#### What this exercise asks
(a) Reproduce the article on Harris's nomination from "Harris, who will" up to and including "headquarters in Delaware.".
(b) From the article on Harris's nomination, list the groups named as sending her a wave of endorsements.

#### Document text
|---|
Kamala Harris has attracted the support of enough delegates to become the Democratic Party's nominee for president, US media outlets reported on Tuesday, as the vice president received a wave of endorsements from potential rivals, lawmakers, governors and influential advocacy groups.
Harris, who is of Indian and African heritage, has received the backing from more than the 1,976 pledged delegates needed to win the Democratic Party's nomination on the first ballot, CNN reported on the first full day of her campaign.
"I look forward to formally accepting the nomination soon," Harris, 59, said in a statement late Monday, a day after President Joe Biden announced his withdrawal from the race for the White House on November 5 and endorsed Harris.
As party officials were preparing to finalise the process for formally nominating a candidate ahead of the Democratic National Convention in Chicago from August 19-22, it was already clear that the biggest remaining question about the 2024 Democratic ticket is who Harris will choose as her running mate, media reports said.
Harris, who will hold a campaign event in Milwaukee on Tuesday, staked her claim to the party’s standard-bearer role with an electric speech Monday evening, as she visited the campaign’s headquarters in Delaware.
"We have 106 days until Election Day and in that time, we have some hard work to do," she told them and assured them that those who had been working for the Biden-led campaign would remain on board.
The vice president also laid out her case against her 78-year-old Republican rival Donald Trump, invoking a host of the former president’s scandals and legal woes.
She pointed to her time as a district attorney and California attorney general, saying that she “took on perpetrators of all kinds.” “Predators who abused women, fraudsters who ripped off consumers, cheaters who broke the rules for their own game,” Harris said. “So hear me when I say, I know Donald Trump’s type.” She also noted President Biden's accomplishments, saying her time serving as his vice president was "one of the greatest honours of my life".
|---|
#### Record extracts

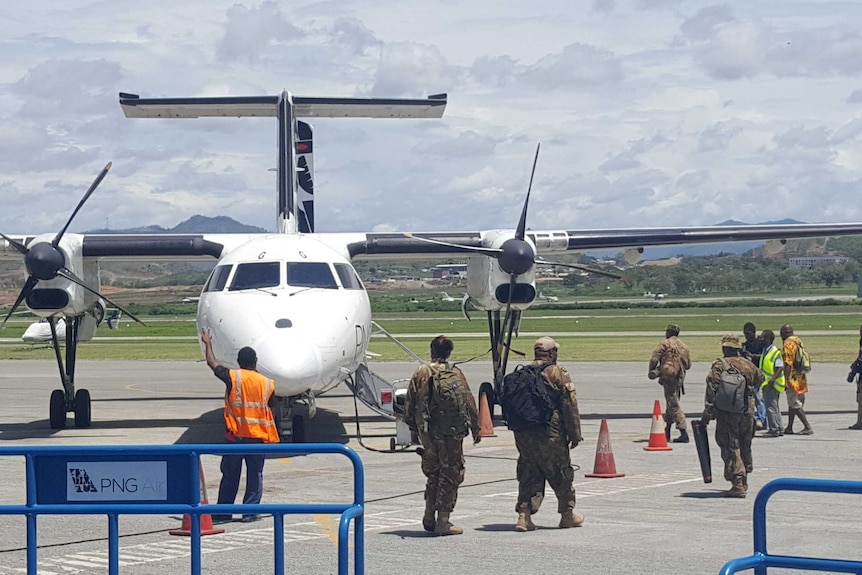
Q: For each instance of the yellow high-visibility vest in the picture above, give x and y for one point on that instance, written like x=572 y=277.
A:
x=767 y=366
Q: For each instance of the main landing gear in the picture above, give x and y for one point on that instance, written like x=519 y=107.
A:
x=66 y=400
x=500 y=331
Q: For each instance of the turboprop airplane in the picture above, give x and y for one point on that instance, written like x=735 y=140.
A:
x=294 y=295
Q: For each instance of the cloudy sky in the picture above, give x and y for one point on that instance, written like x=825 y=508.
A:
x=649 y=112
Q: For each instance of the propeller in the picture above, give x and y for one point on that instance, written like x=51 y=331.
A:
x=516 y=256
x=45 y=260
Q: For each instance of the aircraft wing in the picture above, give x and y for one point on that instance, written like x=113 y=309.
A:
x=164 y=247
x=436 y=244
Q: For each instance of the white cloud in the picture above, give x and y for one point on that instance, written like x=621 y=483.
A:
x=649 y=112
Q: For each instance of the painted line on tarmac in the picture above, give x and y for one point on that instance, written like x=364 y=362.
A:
x=170 y=550
x=602 y=487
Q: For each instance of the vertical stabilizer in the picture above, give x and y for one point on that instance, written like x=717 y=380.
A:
x=304 y=177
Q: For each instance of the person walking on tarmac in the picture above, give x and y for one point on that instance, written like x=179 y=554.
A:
x=543 y=452
x=752 y=349
x=669 y=362
x=797 y=383
x=772 y=367
x=248 y=417
x=730 y=386
x=856 y=373
x=441 y=410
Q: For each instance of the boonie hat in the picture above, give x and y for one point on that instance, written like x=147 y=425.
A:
x=546 y=343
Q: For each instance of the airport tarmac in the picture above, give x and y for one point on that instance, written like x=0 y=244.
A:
x=659 y=518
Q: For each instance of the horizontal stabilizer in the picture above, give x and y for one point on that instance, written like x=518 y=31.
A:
x=267 y=106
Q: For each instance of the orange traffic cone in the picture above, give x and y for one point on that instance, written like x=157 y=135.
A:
x=486 y=426
x=604 y=467
x=657 y=438
x=206 y=519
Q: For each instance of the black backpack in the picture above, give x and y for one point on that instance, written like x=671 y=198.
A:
x=447 y=406
x=525 y=399
x=731 y=395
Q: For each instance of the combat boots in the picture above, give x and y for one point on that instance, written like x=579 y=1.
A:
x=525 y=522
x=445 y=527
x=428 y=521
x=739 y=488
x=683 y=437
x=570 y=519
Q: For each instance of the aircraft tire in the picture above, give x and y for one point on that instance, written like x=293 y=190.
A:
x=83 y=415
x=298 y=435
x=57 y=409
x=488 y=390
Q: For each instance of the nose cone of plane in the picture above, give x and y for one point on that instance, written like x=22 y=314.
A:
x=294 y=364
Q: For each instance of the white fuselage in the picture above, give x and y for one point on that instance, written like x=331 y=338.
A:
x=297 y=302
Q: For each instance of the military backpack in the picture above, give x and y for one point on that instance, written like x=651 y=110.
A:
x=801 y=360
x=525 y=399
x=447 y=407
x=731 y=395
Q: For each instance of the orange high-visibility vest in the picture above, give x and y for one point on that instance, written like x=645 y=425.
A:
x=246 y=411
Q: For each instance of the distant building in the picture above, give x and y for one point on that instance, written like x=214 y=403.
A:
x=814 y=261
x=446 y=270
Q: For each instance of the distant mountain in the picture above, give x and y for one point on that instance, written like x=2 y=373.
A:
x=711 y=249
x=193 y=225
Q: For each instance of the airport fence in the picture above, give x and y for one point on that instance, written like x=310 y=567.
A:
x=166 y=480
x=761 y=559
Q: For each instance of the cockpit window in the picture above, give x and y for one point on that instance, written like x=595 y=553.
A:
x=218 y=278
x=255 y=275
x=310 y=274
x=348 y=277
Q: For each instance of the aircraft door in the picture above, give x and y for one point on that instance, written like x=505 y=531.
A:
x=359 y=344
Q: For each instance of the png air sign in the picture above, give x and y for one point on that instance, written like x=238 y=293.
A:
x=89 y=481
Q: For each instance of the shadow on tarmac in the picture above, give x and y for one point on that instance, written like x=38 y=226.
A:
x=702 y=494
x=411 y=534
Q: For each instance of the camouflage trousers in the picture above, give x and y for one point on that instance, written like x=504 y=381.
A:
x=443 y=465
x=859 y=403
x=673 y=412
x=733 y=434
x=540 y=459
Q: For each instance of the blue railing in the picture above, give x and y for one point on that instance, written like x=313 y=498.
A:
x=760 y=560
x=51 y=491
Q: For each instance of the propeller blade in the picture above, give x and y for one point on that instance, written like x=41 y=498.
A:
x=582 y=268
x=22 y=249
x=66 y=273
x=25 y=291
x=492 y=252
x=87 y=195
x=522 y=224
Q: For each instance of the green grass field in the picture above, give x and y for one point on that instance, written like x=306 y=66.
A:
x=584 y=335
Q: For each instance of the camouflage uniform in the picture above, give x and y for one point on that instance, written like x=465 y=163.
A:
x=733 y=431
x=671 y=359
x=443 y=458
x=543 y=454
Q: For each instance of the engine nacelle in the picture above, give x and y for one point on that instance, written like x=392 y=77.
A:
x=488 y=285
x=60 y=296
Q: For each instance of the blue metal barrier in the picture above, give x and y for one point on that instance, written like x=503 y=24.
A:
x=760 y=560
x=58 y=484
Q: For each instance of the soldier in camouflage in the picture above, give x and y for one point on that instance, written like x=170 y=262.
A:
x=543 y=453
x=733 y=431
x=443 y=455
x=668 y=363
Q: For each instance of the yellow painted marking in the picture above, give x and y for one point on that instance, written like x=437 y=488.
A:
x=329 y=527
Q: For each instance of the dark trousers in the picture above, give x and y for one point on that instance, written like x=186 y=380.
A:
x=231 y=468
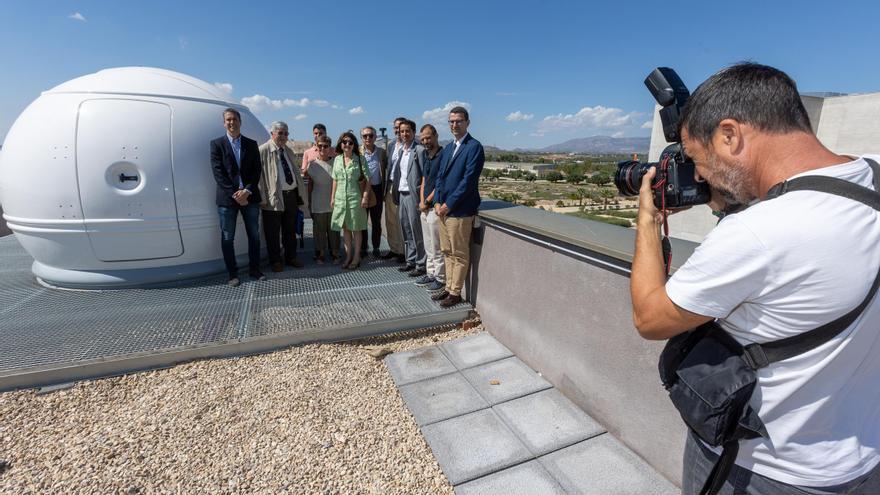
|---|
#### Answer list
(a)
Harris, who will hold a campaign event in Milwaukee on Tuesday, staked her claim to the party’s standard-bearer role with an electric speech Monday evening, as she visited the campaign’s headquarters in Delaware.

(b)
- potential rivals
- lawmakers
- governors
- influential advocacy groups